• _To do_: Word for word, restate every line from the one with "the shoulder, one" through the end of the records below, both included, and add nothing.

[Natural language region descriptions]
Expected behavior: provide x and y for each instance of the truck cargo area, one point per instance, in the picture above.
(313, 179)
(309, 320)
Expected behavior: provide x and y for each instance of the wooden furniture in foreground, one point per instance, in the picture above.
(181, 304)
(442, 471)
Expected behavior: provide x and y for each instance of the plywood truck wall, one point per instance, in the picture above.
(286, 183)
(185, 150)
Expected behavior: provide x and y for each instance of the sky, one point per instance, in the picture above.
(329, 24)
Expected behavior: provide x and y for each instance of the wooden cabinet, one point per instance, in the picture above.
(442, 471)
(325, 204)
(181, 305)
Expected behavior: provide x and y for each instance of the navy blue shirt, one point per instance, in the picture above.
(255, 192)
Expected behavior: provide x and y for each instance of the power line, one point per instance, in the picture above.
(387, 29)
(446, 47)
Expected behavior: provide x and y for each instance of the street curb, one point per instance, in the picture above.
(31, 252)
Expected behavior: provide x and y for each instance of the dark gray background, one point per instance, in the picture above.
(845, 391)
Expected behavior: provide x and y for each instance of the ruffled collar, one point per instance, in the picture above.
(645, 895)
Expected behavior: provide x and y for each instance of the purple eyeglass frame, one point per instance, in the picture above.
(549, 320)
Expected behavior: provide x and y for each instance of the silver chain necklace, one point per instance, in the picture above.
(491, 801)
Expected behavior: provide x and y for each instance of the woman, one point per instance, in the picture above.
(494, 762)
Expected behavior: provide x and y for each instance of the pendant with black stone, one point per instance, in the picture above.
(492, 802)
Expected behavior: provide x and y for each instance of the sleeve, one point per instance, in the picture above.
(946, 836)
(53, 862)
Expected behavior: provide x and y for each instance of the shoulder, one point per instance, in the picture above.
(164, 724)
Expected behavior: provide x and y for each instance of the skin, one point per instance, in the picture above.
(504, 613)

• _Your response_:
Expected behavior: provide x and y for each instance of the shoulder, one point per instance, in the picture above.
(164, 724)
Expected behavior: provide x and y for each instance of the skin, one point per instance, in the picture above.
(504, 613)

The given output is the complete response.